— start of DATASET ENTRIES —

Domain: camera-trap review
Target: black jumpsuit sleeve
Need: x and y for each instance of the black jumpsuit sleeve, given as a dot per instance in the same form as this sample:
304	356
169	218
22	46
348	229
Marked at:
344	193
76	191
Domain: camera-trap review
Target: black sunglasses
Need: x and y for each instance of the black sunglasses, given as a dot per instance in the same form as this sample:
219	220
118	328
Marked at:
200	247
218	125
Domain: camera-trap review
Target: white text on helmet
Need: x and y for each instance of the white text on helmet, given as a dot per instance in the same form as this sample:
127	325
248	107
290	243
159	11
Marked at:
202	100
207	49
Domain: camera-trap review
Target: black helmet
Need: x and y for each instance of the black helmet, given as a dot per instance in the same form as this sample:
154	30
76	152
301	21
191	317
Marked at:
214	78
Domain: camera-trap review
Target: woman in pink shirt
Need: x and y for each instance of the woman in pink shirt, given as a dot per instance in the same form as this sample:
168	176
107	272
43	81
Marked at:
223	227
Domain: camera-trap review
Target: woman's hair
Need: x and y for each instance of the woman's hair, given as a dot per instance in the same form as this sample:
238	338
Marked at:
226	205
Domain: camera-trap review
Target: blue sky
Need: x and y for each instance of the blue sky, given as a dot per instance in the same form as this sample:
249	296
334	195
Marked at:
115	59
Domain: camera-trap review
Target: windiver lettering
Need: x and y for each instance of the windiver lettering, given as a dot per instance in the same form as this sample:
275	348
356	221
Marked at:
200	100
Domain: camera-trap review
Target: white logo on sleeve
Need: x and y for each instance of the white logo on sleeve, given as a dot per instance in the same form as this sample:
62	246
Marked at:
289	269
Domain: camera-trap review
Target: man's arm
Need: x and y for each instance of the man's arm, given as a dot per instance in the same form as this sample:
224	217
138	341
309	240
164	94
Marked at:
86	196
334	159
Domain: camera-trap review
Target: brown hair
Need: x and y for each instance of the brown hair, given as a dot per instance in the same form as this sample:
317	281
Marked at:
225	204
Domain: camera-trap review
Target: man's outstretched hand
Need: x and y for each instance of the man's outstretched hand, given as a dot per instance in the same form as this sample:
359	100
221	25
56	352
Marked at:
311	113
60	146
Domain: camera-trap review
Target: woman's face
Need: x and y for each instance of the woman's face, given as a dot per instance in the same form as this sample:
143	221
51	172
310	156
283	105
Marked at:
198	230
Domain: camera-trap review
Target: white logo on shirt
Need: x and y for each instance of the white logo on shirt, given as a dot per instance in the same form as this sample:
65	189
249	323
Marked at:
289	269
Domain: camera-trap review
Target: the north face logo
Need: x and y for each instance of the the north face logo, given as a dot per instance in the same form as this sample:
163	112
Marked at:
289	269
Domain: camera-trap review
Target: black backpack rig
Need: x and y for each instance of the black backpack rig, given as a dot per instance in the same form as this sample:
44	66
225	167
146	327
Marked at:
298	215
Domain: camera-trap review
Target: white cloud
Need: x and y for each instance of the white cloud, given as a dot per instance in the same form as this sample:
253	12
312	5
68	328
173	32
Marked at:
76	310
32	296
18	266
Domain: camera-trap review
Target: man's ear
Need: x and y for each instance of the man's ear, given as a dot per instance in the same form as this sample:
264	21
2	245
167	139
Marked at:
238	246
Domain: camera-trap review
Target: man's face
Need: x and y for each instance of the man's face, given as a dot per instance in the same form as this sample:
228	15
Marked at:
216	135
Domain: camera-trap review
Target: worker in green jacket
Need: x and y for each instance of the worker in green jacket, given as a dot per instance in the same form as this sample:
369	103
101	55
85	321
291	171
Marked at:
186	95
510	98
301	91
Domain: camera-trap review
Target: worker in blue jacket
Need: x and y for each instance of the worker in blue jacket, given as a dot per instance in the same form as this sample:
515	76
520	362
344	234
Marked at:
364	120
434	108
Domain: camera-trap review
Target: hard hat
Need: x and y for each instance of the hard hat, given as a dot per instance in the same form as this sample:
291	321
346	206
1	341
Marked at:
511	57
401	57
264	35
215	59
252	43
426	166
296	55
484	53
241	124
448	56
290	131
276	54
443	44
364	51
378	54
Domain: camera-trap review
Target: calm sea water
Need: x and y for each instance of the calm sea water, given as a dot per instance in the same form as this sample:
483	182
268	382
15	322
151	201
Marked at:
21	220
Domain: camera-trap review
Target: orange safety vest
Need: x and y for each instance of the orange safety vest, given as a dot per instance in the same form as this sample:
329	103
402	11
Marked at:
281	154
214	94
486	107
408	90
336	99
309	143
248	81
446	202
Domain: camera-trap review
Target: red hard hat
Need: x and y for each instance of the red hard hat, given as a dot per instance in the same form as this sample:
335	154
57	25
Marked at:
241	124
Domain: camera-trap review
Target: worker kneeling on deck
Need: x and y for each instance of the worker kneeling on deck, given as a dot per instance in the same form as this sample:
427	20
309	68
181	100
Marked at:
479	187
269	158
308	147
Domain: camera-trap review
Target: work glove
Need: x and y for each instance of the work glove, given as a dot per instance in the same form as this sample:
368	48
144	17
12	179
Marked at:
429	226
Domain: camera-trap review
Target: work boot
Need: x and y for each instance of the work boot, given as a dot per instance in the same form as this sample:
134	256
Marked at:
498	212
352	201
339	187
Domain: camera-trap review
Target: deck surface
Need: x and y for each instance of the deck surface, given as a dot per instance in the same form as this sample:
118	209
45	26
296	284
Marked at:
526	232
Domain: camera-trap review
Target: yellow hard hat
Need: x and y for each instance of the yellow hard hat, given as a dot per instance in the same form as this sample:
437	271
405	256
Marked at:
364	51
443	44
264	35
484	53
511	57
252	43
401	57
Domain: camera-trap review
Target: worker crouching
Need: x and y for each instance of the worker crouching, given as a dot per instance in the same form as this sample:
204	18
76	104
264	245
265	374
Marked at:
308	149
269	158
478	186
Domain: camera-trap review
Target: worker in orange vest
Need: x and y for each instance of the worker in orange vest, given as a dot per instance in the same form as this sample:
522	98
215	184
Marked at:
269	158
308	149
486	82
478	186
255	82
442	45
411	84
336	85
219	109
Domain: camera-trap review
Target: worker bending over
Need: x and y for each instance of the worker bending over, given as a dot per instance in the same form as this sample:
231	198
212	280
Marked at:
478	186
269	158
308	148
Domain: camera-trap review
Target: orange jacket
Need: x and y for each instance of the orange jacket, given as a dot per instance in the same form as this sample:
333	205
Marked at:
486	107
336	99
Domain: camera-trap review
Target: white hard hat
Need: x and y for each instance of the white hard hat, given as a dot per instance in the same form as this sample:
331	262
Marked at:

— end of DATASET ENTRIES —

__TASK OBJECTIVE__. Each line of the listing should be copied exactly.

__REPLY TO THE EXERCISE__.
Domain: camera-trap review
Target: black jumpsuit sleeve
Need: x and y for each instance of the black jumpsuit sleeve, given as a dot per instance in the same form as this sample:
304	356
169	218
22	46
348	229
Marked at:
344	193
76	191
Domain: camera-trap review
Target: black sunglasses
Need: x and y for each instance of the black sunglasses, given as a dot per instance in the same form as this sample:
219	220
118	328
Marked at:
200	247
218	125
Domain: camera-trap review
Target: white text on helmet
Need: x and y for each instance of the white text on helmet, given as a dot per instance in the same form as this sample:
127	325
248	107
290	243
159	11
Marked at:
202	100
207	49
Domain: camera-trap review
Target: black helmet
Need: x and y for each instance of the black helmet, given as a dot per instance in the same form as this sample:
154	30
76	152
301	21
191	317
Marked at:
214	78
Domain: camera-trap review
Target: woman in pink shirt
Need: x and y for each instance of the woman in pink shirt, given as a dot per instance in the same form as this sample:
168	176
107	272
43	81
Marked at:
223	227
Domain: camera-trap review
Target: woman's hair
Need: x and y for each instance of the woman's hair, given as a dot per instance in the same form as this sample:
238	338
Marked at:
226	205
Domain: camera-trap review
Target: blue sky
Need: x and y for each instance of the blue sky, given as a dot per instance in the same form as this sample:
249	296
334	195
Marked at:
115	59
Domain: camera-trap review
Target: windiver lettering
Need: x and y for each instance of the windiver lettering, given as a dot per instance in the same form as this sample:
275	348
356	221
Marked at:
200	100
Domain: camera-trap review
Target: white logo on sleeve
Need: x and y for each instance of the white logo on sleeve, given as a dot per instance in the same form as this sample:
62	246
Marked at:
289	269
Domain: camera-trap review
Target: man's arm
Need: x and y for each instance of the man's arm, given as a dot per instance in the same form as this sample:
224	217
138	341
309	240
164	94
Marked at:
86	196
334	159
Domain: camera-trap review
Target: brown hair
Need: x and y for each instance of the brown hair, given as a dot per instance in the same form as this sample:
317	281
Marked at:
225	204
Domain: camera-trap review
Target: man's outstretched hand
Need: x and y for each instance of the man's outstretched hand, given as a dot per instance in the same form as this sample:
359	100
221	25
56	352
Marked at:
311	113
60	146
Domain: camera-trap review
Target: woman's face
Need: x and y for each instance of the woman's face, given as a dot per instance in the same form as this sample:
143	221
51	172
310	156
283	105
Marked at:
198	230
Domain: camera-trap review
Target: white logo on shirt
Need: x and y for each instance of the white logo on shirt, given as a dot per instance in the same form as this sample:
65	189
249	323
Marked at:
289	269
Domain: camera-trap review
Target: the north face logo
Need: x and y for each instance of the the north face logo, given as a dot per instance in the same form as this sample:
163	112
Marked at:
289	269
Domain: camera-trap review
Target: black backpack rig
Need: x and y for each instance of the black backpack rig, given as a dot per instance in the same form as this sample:
44	66
225	167
146	327
Marked at:
298	215
Domain: camera-trap review
Target: white cloud
Need: x and y for each instance of the white cloud, given as a dot per instance in the same form as this sample:
253	12
312	5
68	328
173	32
Marked at:
76	310
32	296
18	266
Domain: camera-trap review
Target: man's ear
Need: x and y for each instance of the man's ear, given as a dot per instance in the same form as this sample:
264	21
2	245
167	139
Marked at:
238	246
Domain: camera-trap review
Target: man's face
Need: x and y for each instance of the man's face, given as a dot per instance in the same form as this sample:
228	15
Marked at:
216	135
Domain: camera-trap review
Target: worker in green jacket
Need: x and y for each instance of the worker in green jacket, given as a dot per instance in the same form as this sample:
369	103
101	55
85	321
291	171
Marked at:
186	95
510	98
301	91
Domain: camera-trap review
Target: worker in blue jacket
Need: x and y for each instance of the worker in blue jacket, given as a dot per instance in the same form as this sample:
515	76
520	362
344	234
Marked at:
364	120
434	108
Domain: camera-trap review
Target: hard hat
Need: x and y for each instance of the hard hat, given as a dot per instance in the same form as this sample:
291	321
346	206
1	341
Marked at:
511	57
401	57
264	35
215	59
252	43
426	166
296	55
484	53
241	124
448	56
290	131
276	54
443	44
364	51
378	54
Domain: camera-trap review
Target: calm sea water
Need: x and y for each instance of the calm sea water, given as a dot per instance in the same form as this sample:
483	182
268	382
15	322
151	201
Marked at:
21	220
Domain: camera-trap review
Target: orange safety vest
Need: x and y for each instance of the orange safety vest, given as a dot per instance in the same form as this sample:
329	103
402	11
Marked at:
281	154
214	94
486	107
408	90
336	99
309	143
248	81
446	202
Domain: camera-trap review
Target: red hard hat
Need: x and y for each instance of the red hard hat, given as a dot per instance in the same form as this sample:
335	154
57	25
Marked at:
241	124
Domain: camera-trap review
Target: worker kneeling on deck
Need: x and y for each instance of the worker kneeling on deck, given as a dot per instance in the same form as this sample:
427	20
309	68
181	100
Marked at:
479	187
269	158
308	147
Domain: camera-trap review
Target: work glove
Need: x and y for each instance of the work glove, given as a dot per instance in the same form as this sample:
368	48
144	17
12	179
Marked at:
429	226
Domain: camera-trap review
Target: work boot
Need: x and y for each instance of the work boot, given as a dot per instance in the same form as this sample:
134	256
Marked at:
498	212
352	201
339	187
Domain: camera-trap review
Target: deck surface
Need: x and y for each instance of the deck surface, given as a dot per instance in the same form as this sample:
118	209
45	26
296	284
Marked at:
526	232
Domain: camera-trap review
Target: yellow hard hat
Need: x and y for each instance of the yellow hard hat, given as a dot per instance in the same form as this sample:
437	271
405	256
Marked at:
364	51
443	44
264	35
484	53
511	57
252	43
401	57
Domain: camera-trap review
Target: worker crouching
Need: x and y for each instance of the worker crouching, given as a dot per instance in the same form as this sample:
204	18
76	104
264	245
265	374
Marked at:
308	149
269	158
478	186
Domain: camera-trap review
Target: worker in orange vest
Need: x and y for each instance of the worker in orange vest, given as a dot per instance in the same form as this sample:
522	98
215	184
Marked at:
269	158
308	149
486	82
478	186
255	82
442	45
411	84
336	85
219	109
Domain: camera-trap review
Target: worker bending over
Need: x and y for each instance of the worker bending over, given as a dot per instance in the same form as this sample:
231	198
212	280
Marked at:
478	186
269	158
308	148
Domain: camera-trap review
Target: orange jacket
Need: x and y for each instance of the orange jacket, given as a dot per instance in the same form as this sample:
333	205
Marked at:
486	107
336	99
Domain: camera-trap review
Target: white hard hat
Need: x and y for each instance of the white hard hat, given as a dot per instance in the same form as this sample:
331	262
Marked at:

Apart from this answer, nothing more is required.